* **Problem**: Starting at the line that contains "the wooden spoon", copy each line through the end of the listing below. Include both ends and output nothing more.

* **Stored items from a collection**:
########
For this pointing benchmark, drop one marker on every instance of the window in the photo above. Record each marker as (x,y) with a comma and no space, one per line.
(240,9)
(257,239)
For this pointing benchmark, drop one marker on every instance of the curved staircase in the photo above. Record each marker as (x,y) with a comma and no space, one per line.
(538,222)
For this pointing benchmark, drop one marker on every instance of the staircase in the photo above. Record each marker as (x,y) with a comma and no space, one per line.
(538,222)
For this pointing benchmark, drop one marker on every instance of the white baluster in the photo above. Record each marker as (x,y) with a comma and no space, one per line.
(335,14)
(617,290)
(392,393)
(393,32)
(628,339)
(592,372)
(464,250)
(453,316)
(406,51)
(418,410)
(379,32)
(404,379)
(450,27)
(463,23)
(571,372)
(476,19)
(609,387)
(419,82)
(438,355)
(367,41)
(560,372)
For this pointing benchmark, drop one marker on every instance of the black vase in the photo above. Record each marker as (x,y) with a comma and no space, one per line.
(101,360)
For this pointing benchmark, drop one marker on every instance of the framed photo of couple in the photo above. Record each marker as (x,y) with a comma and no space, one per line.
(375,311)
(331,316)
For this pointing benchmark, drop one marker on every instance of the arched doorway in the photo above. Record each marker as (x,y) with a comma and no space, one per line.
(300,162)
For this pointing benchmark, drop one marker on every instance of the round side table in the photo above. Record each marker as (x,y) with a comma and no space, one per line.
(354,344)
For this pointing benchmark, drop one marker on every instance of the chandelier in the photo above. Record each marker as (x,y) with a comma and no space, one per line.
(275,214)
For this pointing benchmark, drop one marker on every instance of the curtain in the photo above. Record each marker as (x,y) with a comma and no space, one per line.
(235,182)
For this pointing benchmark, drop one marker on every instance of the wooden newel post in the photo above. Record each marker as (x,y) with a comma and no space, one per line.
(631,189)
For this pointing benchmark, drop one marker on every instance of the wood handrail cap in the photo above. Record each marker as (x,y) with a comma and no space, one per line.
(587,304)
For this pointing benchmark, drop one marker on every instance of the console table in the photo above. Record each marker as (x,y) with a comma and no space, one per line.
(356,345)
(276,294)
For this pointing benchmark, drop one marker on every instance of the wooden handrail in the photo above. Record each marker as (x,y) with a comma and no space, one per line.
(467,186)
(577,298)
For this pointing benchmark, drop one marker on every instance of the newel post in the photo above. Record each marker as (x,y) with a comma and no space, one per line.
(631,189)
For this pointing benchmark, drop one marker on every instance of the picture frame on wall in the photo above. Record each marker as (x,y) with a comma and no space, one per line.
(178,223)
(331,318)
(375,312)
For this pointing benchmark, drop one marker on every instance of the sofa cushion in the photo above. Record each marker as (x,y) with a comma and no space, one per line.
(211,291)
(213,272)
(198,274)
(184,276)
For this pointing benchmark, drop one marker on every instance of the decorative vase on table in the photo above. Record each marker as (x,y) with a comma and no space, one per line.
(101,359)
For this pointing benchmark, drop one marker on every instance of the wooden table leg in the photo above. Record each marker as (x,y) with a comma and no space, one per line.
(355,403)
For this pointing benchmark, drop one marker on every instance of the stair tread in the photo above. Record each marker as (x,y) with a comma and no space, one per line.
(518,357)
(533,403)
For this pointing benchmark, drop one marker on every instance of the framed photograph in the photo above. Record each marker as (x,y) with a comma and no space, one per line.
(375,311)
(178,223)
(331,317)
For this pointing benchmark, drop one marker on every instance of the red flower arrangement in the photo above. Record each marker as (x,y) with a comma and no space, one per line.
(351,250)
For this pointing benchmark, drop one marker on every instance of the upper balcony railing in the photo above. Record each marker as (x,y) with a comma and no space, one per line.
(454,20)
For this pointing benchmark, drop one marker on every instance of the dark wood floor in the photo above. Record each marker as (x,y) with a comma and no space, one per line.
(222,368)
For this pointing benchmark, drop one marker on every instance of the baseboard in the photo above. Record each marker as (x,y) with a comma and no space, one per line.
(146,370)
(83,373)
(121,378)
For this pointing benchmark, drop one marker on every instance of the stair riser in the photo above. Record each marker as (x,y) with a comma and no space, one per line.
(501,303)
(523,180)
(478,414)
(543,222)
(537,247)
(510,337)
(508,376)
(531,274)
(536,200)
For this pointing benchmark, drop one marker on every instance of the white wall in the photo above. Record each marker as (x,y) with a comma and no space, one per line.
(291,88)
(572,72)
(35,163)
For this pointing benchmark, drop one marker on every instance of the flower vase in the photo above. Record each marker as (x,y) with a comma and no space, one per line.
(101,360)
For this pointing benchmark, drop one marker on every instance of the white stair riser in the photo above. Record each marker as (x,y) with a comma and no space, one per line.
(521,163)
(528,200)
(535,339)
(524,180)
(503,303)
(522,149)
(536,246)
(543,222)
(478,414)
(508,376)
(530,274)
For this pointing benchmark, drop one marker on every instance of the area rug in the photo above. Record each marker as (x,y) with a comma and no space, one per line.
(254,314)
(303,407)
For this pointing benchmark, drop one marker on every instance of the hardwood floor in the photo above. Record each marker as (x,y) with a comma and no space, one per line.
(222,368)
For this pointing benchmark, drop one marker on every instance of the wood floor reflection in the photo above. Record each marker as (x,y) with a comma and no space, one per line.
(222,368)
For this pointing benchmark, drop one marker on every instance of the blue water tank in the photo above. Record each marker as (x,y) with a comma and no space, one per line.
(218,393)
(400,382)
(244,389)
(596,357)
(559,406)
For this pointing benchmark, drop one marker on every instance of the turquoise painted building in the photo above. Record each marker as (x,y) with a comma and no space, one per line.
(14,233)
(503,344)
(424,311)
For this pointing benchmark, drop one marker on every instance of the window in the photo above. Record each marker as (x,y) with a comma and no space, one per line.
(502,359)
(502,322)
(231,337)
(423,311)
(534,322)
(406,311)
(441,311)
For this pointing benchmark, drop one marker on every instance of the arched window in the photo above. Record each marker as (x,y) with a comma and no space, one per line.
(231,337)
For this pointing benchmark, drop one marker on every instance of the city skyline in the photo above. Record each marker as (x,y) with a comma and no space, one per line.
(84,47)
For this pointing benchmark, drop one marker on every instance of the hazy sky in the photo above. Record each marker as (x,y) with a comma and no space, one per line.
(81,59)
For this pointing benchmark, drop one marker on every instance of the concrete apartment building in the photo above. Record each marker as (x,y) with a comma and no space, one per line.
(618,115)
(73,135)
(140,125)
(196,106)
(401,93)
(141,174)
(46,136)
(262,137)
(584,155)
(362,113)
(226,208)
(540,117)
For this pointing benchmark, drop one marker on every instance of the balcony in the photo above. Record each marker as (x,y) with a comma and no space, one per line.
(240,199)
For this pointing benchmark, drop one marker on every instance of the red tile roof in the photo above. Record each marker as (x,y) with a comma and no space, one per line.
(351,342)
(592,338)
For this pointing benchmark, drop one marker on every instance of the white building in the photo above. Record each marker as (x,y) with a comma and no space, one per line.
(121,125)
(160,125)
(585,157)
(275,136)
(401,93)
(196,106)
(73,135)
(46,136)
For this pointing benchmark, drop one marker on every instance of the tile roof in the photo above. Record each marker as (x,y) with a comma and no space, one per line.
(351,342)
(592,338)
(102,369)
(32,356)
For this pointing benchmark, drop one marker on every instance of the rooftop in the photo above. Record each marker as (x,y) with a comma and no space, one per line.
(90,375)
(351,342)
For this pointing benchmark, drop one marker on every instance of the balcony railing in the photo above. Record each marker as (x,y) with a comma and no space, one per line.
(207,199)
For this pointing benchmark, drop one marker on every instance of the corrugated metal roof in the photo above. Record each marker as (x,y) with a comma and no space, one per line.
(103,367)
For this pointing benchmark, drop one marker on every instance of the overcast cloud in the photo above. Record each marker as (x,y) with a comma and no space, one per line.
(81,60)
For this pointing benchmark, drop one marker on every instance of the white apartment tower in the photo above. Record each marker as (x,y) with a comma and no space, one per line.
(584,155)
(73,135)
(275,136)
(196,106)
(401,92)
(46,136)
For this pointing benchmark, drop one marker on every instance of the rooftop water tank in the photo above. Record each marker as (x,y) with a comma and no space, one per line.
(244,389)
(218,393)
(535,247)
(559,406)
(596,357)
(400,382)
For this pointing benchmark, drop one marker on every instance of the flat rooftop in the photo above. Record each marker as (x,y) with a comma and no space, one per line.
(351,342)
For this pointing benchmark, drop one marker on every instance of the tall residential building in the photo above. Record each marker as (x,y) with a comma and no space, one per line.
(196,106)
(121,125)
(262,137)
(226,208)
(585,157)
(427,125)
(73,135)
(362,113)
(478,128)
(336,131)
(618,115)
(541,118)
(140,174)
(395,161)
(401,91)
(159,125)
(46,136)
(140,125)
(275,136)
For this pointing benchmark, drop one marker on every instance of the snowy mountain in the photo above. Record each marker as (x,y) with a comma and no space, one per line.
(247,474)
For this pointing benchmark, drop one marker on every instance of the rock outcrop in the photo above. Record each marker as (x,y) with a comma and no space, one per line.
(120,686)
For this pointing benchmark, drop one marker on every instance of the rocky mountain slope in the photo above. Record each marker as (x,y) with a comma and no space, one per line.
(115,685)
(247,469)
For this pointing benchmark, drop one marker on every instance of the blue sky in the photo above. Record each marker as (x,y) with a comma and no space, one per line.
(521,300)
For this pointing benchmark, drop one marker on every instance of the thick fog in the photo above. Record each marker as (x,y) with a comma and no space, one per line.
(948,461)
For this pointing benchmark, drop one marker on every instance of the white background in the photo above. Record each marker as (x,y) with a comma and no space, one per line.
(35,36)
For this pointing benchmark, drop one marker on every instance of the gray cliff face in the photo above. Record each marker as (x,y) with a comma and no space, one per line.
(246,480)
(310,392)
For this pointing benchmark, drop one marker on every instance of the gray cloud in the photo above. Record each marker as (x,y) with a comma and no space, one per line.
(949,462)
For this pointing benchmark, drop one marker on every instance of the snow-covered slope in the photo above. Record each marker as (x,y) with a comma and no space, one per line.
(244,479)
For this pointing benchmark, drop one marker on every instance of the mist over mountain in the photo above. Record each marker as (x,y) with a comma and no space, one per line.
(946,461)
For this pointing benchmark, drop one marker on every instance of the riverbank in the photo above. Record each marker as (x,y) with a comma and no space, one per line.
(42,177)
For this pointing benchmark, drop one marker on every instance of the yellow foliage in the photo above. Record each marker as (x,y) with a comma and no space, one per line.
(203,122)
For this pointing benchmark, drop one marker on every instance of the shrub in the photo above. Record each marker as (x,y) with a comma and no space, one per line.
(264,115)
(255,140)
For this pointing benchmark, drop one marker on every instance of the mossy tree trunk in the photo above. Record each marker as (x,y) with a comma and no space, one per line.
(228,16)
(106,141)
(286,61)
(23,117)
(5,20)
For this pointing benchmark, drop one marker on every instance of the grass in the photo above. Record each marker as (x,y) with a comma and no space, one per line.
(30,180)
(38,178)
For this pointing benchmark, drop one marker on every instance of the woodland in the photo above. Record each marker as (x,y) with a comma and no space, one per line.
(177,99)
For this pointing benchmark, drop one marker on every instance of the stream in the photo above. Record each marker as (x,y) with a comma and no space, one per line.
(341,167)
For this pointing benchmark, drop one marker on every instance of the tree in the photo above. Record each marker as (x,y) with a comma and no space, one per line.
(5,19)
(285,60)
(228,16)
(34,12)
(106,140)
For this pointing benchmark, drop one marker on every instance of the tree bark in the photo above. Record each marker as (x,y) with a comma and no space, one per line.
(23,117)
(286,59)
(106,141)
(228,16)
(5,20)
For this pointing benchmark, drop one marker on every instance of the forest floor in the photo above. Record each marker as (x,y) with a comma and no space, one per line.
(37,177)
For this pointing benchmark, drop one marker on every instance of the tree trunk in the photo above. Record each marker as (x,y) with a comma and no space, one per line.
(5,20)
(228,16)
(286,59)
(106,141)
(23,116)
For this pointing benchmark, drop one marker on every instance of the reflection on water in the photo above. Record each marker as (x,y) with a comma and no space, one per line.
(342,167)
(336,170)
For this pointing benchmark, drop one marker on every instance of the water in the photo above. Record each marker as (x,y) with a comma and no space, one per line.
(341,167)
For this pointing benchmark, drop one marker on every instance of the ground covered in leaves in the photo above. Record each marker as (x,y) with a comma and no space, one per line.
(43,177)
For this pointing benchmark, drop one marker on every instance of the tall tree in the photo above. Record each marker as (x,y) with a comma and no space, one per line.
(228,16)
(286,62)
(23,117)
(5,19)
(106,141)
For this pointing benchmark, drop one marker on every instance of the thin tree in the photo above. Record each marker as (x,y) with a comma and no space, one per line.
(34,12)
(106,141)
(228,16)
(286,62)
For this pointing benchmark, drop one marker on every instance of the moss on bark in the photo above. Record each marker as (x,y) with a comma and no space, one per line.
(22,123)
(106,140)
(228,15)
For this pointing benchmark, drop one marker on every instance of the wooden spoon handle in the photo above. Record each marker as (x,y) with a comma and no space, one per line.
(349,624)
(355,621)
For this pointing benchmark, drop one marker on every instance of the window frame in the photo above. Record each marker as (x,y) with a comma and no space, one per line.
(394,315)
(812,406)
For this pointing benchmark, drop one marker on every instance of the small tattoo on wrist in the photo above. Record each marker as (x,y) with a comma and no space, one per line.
########
* **Result of the exercise**:
For this pointing benchmark, drop one marker on every instance of the wooden spoon handle in the photo above. Record each marker as (x,y) with a comma and no space, one per line.
(349,624)
(355,621)
For this pointing benchmark, drop one marker on every instance of the window frame in the photo above. Record each marker as (x,y) with a comma and no space, one per line.
(394,315)
(812,406)
For this pointing benchmark, drop one marker on every instance of the small tattoo on wrist in the photo above. Record each marker as (x,y) with a comma and no space, one per line.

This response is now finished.